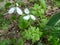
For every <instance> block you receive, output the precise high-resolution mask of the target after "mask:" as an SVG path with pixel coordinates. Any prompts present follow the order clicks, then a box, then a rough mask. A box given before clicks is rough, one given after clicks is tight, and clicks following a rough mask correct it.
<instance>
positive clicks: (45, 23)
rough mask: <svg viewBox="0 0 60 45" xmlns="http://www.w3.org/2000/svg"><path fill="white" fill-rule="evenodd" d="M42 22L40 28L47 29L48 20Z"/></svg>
mask: <svg viewBox="0 0 60 45" xmlns="http://www.w3.org/2000/svg"><path fill="white" fill-rule="evenodd" d="M40 21H41V22H40V24H39V25H40V27H41V28H45V27H46V24H47V22H48V20H47V18H43V19H41V20H40Z"/></svg>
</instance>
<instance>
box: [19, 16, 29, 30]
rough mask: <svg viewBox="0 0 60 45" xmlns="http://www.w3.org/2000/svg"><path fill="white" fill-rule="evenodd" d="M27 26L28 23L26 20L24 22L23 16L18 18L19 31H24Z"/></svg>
mask: <svg viewBox="0 0 60 45" xmlns="http://www.w3.org/2000/svg"><path fill="white" fill-rule="evenodd" d="M28 25H29V22H28V21H27V20H24V19H23V16H22V17H20V19H19V20H18V27H19V28H20V29H25V28H27V27H28Z"/></svg>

**********

> _What needs to be done_
Copy all the records with each "rough mask" changed to "coarse mask" and nothing else altered. Leave the picture out.

> _Answer space_
For every <instance> block you receive, output the precise high-resolution mask of the target after "mask:" as an SVG path with pixel coordinates. Any prompts present follow the order clicks, then a box, then a coarse mask. A box given before clicks is rough, one given after clicks is tight, and clicks following a coarse mask correct it.
<instance>
positive clicks: (45, 23)
coarse mask: <svg viewBox="0 0 60 45" xmlns="http://www.w3.org/2000/svg"><path fill="white" fill-rule="evenodd" d="M42 22L40 28L47 29L48 20Z"/></svg>
mask: <svg viewBox="0 0 60 45" xmlns="http://www.w3.org/2000/svg"><path fill="white" fill-rule="evenodd" d="M40 21H41V22H40V24H39V25H40V27H41V28H45V27H46V24H47V22H48V20H47V18H43V19H41V20H40Z"/></svg>
</instance>
<instance>
box: [19, 16, 29, 30]
coarse mask: <svg viewBox="0 0 60 45" xmlns="http://www.w3.org/2000/svg"><path fill="white" fill-rule="evenodd" d="M27 26L28 23L26 20L24 22L23 16L18 18L19 31H24Z"/></svg>
mask: <svg viewBox="0 0 60 45" xmlns="http://www.w3.org/2000/svg"><path fill="white" fill-rule="evenodd" d="M28 25H29V22H28V21H27V20H24V19H23V16H22V17H20V19H19V20H18V27H19V28H20V29H25V28H27V27H28Z"/></svg>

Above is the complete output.